• _Exercise aim_:
Copy every one of the records below word for word, without any changes.

• _Supplied data_:
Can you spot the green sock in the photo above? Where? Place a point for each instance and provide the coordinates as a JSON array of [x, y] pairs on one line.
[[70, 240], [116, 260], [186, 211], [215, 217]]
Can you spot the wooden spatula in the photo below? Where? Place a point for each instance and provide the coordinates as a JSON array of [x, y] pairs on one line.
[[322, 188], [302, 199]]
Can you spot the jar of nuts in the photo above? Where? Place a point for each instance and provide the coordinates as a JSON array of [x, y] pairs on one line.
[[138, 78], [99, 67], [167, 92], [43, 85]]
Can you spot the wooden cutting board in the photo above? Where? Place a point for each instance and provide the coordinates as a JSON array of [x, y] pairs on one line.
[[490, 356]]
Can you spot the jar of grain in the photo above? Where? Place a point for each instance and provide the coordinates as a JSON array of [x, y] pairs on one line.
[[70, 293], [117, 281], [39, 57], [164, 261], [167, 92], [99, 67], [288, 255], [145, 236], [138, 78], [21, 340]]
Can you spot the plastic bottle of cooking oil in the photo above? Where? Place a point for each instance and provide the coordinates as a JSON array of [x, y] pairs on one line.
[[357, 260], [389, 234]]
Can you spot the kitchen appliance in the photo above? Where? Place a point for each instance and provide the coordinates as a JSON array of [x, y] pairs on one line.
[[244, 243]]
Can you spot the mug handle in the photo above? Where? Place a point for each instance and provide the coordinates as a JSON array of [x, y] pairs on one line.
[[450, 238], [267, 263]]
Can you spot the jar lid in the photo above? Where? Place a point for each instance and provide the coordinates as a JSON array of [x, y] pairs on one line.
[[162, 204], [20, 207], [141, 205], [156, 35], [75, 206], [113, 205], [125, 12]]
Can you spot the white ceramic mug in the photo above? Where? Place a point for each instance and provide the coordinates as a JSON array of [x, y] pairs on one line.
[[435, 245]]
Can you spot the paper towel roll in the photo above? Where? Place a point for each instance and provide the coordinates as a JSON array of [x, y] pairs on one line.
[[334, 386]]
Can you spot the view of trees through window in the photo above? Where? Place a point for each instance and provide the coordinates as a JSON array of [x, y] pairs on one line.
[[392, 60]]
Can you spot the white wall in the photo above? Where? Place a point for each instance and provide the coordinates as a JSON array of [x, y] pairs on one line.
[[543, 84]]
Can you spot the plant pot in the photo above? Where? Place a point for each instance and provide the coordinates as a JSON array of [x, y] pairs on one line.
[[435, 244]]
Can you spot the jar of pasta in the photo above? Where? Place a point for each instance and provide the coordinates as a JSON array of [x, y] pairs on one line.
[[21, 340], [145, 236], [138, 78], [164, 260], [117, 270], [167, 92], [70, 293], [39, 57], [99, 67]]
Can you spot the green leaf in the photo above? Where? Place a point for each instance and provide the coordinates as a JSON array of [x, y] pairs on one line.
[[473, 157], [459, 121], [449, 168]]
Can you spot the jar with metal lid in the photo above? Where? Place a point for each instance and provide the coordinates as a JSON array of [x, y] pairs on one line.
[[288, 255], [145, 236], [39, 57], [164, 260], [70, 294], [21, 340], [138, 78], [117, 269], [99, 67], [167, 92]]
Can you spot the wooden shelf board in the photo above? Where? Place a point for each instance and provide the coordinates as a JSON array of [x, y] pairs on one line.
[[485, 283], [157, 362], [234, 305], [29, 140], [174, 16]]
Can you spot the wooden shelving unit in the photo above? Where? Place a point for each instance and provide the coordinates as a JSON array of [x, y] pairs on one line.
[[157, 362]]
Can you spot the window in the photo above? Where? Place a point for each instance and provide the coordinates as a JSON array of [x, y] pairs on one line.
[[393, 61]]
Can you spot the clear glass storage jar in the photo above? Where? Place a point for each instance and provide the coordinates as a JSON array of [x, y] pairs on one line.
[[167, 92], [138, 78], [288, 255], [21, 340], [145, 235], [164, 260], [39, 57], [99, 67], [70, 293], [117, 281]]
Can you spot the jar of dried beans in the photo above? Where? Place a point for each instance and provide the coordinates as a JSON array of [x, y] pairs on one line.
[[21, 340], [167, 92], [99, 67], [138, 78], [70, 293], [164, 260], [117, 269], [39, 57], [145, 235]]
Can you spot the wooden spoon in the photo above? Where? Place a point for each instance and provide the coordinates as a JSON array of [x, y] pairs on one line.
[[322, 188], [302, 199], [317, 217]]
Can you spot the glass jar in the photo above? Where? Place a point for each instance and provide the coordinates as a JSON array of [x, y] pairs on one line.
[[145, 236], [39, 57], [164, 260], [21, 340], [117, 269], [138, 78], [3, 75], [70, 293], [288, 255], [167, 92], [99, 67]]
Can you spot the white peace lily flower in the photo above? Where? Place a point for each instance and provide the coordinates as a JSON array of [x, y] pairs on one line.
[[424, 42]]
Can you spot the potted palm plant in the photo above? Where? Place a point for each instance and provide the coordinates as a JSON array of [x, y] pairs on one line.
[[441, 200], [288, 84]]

• _Answer to the problem_:
Can you spot the green sock in the photo above? Where? Place a point for each instance and provide the coordinates as a JSON array of [x, y] pairs on one line.
[[70, 240], [116, 260], [186, 211], [215, 217]]
Can you spot the wooden spatula in the photo below? Where? Place a point for each instance and provide the coordinates as a JSON array of [x, y] pairs on one line.
[[322, 188], [302, 199]]
Can you spot the jar of nuts in the photo above? Where? Place a point for each instance and provide the coordinates as a JSON array of [x, y] pairs on one line.
[[138, 78], [99, 67], [167, 92], [43, 85]]
Can you spot the wooden cutting board in the photo above? Where? Place a point for each instance and provide the coordinates as a JSON array of [x, y] pairs on one line.
[[490, 356]]
Can you spot the jar of grain in the photo above? Where? Place a point for each instance and provide the coordinates as a JSON array of [x, y] pairs on one line.
[[70, 293], [117, 281], [39, 57], [164, 261], [167, 92], [99, 67], [288, 255], [145, 236], [138, 78], [21, 340]]
Can you spot the plastic bottle of cooking oil in the photo above? Where? Place a point for each instance and provide the coordinates as a JSON array of [x, y] pairs on one line.
[[357, 260], [389, 234]]
Can you spot the kitchen appliance in the photo above? Where? Place a point for each instance and provide the coordinates as a JSON array of [x, y] pairs on one line.
[[244, 243]]
Can you spot the mug handle in the photo above? Where? Place a point for each instance and provide the coordinates as a JSON array of [x, y] pairs on one line.
[[450, 238], [267, 263]]
Can you spot the jar lid in the photo above? Where? Place a point for each instance and provide the coordinates as a JSON array of [x, y] pairs on one line.
[[162, 204], [20, 207], [141, 205], [156, 35], [75, 206], [113, 205], [125, 12]]
Can you spot the white ceramic mug in the photo above? Where? Place a point for each instance and provide the coordinates as a JSON array of [x, y] pairs on one line.
[[435, 245]]
Can you spot the paper towel roll in the photo above? Where? Place a point for each instance and provide the coordinates as a JSON array of [x, y] pairs on one line.
[[334, 386]]
Can you spot the view of trees through window in the photo above? Where? Place a point for each instance and provide the coordinates as a JSON array of [x, y] pairs on one line.
[[392, 60]]
Can you spot the white wall in the photo above? Where? Place a point for each instance and provide the coordinates as a JSON array of [x, y] pairs on one line.
[[543, 84]]
Can you spot the plant pot in the photo above? Where? Place a point for each instance and provide the coordinates as a JSON array of [x, y] pairs on one line.
[[435, 244]]
Can you spot the jar of pasta in the photo above? Where? Place a point for each instance and provide the coordinates as a JSON array of [x, y] pairs on one line.
[[21, 340], [145, 236], [138, 78], [164, 260], [117, 270], [167, 92], [70, 293], [39, 57], [99, 67]]
Can you spot the green leaf in the photo above? Where? Place a point for each instance and provide the coordinates as a JSON array of [x, y] pairs on one line.
[[473, 157], [459, 121], [449, 168]]
Can you spot the jar with metal lid in the photo above? Where? Place a point for each instance and provide the coordinates as a JSON array of [x, y] pairs on one line.
[[288, 255], [145, 236], [39, 57], [164, 260], [70, 294], [21, 340], [138, 78], [117, 269], [99, 67], [167, 92]]
Can you spot the wooden shelf board in the photo above? Where? Place a point for each instance and provide the coordinates as a JSON array of [x, y] pairs on one line.
[[485, 283], [157, 362], [234, 305], [29, 140], [174, 16]]
Can you spot the wooden shelving unit in the photo above? Where? Place a point for each instance and provide the coordinates as a JSON array of [x, y] pairs on one line.
[[157, 362]]
Can you spot the window in the photo above? Where? Place a point for each instance and provide the coordinates as a JSON array of [x, y] pairs on one line.
[[393, 61]]
Can you spot the clear glass storage jar in the photo above? Where? Place a point for each instance and provide the coordinates as a JSON array of [x, y] pairs on one line.
[[167, 92], [138, 78], [288, 255], [21, 340], [145, 235], [164, 260], [39, 57], [99, 67], [70, 293], [117, 281]]
Can you spot the jar of dried beans in the photo above? Where? Place a point for each instance and provide the coordinates as a JSON array of [x, y] pairs on one line.
[[21, 340], [167, 92], [99, 67], [138, 78], [70, 293], [164, 260], [117, 269], [39, 57], [145, 235]]
Can you spot the wooden spoon in the photo above? Where? Place a point for each instance and provide the coordinates as a JSON array of [x, y] pairs on one line.
[[322, 188], [302, 199], [317, 217]]
Can you spot the glass jar in the photo above? Where? Place a point for each instance and provide the coordinates as a JSON array of [x, y] pairs on one line.
[[145, 236], [39, 57], [164, 260], [21, 340], [117, 269], [138, 78], [3, 75], [70, 293], [288, 255], [167, 92], [99, 67]]
Can you spot the white peace lily flower in the photo above? Where? Place a point for each instance and provide the coordinates as a JSON array of [x, y] pairs on one line.
[[424, 42]]
Can you spot the potted palm plant in the photo above? Where? Place a point for each instance and provide the coordinates as a JSON array of [x, y] pairs on one line.
[[441, 200], [288, 84]]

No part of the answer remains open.